- Required work
Copy out, from the entries below, each line holding the string "story".

- Material provided
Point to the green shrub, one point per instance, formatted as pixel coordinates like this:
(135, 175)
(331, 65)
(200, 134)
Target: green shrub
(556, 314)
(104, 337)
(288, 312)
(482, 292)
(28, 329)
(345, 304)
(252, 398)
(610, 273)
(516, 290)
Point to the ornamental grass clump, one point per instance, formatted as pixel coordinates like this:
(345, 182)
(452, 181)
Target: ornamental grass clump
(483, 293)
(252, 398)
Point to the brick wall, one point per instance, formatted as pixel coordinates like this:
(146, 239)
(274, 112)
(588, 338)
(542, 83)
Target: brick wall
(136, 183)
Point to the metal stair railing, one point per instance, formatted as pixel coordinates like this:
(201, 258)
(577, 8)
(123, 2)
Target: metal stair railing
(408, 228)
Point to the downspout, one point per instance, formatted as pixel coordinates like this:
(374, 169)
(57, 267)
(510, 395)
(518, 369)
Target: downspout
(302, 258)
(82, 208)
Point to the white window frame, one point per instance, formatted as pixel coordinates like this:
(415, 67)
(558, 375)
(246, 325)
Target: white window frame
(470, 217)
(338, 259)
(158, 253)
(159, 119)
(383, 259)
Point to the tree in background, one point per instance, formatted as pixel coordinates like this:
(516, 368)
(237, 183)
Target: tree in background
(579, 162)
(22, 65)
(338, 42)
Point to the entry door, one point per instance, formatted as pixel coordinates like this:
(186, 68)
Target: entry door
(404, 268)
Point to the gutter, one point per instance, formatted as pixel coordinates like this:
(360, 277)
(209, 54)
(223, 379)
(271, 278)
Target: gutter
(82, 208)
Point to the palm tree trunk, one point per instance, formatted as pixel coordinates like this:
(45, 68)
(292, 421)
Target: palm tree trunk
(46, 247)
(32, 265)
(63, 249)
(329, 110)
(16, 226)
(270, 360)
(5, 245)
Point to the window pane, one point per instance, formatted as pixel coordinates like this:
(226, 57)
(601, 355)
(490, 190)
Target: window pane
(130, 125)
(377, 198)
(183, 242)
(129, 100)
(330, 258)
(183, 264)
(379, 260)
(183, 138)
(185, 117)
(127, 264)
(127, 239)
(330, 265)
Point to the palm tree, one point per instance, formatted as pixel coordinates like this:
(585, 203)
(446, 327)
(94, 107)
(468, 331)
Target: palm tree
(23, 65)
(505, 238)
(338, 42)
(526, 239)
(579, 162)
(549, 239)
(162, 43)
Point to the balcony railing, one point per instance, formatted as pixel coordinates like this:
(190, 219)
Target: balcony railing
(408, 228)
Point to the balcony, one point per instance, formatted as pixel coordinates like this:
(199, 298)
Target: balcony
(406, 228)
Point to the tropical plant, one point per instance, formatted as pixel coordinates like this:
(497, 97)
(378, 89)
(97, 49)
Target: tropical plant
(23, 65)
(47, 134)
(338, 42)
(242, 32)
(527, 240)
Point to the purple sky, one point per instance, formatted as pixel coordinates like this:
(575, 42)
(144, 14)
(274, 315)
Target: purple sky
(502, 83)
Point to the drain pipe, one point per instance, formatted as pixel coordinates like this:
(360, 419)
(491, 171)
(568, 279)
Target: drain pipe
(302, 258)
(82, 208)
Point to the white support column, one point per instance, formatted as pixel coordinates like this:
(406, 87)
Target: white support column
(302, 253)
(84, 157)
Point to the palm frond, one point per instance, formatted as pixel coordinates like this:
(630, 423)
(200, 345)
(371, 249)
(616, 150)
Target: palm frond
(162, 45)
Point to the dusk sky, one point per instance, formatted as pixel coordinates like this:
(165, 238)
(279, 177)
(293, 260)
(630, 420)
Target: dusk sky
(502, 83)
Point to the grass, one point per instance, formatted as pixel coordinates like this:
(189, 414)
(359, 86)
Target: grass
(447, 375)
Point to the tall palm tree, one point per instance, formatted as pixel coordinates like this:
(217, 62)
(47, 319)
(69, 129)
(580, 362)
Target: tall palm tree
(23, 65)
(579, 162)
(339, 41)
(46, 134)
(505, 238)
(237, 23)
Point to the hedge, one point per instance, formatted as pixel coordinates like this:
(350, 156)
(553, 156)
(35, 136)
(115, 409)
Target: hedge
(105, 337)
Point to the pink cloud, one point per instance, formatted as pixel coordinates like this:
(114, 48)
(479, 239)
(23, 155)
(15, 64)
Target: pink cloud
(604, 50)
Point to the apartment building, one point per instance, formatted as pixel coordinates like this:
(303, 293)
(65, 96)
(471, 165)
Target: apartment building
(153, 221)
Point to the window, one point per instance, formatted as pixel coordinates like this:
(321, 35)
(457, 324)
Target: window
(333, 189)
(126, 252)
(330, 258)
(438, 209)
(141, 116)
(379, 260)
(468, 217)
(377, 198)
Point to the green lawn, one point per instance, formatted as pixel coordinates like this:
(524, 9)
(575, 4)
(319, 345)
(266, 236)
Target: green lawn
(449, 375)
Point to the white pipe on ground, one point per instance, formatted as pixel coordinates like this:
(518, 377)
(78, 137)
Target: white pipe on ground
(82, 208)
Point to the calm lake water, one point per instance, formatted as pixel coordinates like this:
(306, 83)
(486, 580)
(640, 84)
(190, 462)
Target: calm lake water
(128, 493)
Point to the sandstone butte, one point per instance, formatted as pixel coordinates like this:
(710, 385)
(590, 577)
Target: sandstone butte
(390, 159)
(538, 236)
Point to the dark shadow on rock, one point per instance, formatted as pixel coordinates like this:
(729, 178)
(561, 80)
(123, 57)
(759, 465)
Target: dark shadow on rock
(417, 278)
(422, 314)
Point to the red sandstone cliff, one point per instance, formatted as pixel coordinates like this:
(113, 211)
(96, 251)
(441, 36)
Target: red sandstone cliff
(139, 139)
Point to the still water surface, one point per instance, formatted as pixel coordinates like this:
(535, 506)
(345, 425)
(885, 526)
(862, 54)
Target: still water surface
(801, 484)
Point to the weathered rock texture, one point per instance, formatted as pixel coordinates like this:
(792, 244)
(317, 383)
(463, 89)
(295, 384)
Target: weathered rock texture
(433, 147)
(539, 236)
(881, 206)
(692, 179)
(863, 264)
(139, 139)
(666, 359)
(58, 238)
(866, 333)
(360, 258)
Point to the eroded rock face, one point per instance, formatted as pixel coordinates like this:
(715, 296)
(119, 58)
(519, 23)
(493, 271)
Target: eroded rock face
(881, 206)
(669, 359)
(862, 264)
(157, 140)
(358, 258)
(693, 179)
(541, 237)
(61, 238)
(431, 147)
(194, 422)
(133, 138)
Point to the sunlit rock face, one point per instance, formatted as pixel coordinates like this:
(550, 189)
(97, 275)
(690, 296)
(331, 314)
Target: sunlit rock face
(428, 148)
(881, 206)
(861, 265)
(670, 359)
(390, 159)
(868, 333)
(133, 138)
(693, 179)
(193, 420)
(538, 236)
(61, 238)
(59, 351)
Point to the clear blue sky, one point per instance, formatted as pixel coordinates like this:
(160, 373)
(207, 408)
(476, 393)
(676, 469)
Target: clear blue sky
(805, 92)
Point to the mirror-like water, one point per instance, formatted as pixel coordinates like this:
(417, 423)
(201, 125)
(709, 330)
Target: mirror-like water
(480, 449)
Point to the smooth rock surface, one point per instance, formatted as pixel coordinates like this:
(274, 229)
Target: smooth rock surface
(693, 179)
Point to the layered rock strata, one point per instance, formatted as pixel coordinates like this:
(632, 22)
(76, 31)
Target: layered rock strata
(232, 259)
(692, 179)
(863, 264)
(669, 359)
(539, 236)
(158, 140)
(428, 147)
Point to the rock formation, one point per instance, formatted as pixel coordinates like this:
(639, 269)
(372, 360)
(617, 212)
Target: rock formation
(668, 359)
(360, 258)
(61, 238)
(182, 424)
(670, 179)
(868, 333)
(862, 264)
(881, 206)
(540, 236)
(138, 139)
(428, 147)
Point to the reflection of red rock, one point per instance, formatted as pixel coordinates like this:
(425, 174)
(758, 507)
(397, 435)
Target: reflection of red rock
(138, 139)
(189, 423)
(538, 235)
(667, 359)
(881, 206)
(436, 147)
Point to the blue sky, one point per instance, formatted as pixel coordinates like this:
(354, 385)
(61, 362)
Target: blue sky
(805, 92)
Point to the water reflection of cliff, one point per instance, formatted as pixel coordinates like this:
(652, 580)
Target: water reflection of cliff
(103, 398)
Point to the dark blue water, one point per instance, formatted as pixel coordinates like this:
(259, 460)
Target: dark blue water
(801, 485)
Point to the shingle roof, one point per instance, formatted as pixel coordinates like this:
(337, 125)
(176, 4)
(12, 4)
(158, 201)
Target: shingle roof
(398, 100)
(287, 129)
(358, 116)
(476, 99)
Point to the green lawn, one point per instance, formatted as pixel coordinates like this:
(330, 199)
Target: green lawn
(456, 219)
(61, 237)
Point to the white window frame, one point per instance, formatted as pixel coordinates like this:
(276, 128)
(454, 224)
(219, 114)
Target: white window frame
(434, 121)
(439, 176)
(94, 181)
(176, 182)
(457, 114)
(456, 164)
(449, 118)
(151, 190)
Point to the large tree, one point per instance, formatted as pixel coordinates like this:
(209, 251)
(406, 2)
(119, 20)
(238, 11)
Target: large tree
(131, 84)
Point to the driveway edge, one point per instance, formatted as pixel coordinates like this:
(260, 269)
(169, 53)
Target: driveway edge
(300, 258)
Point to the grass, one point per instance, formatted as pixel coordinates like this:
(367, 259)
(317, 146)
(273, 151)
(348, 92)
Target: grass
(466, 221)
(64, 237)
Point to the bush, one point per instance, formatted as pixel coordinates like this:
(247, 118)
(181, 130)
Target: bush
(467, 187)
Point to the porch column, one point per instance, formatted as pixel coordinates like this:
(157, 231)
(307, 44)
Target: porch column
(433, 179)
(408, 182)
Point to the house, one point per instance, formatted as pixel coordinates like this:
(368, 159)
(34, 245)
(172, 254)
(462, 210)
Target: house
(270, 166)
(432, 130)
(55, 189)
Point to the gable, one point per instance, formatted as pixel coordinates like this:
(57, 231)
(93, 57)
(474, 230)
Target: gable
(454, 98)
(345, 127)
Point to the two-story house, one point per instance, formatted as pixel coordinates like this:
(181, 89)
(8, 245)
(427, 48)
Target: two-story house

- Response
Point to the two-story house, one point per instance, formatted as pixel coordinates like this:
Target: two-story house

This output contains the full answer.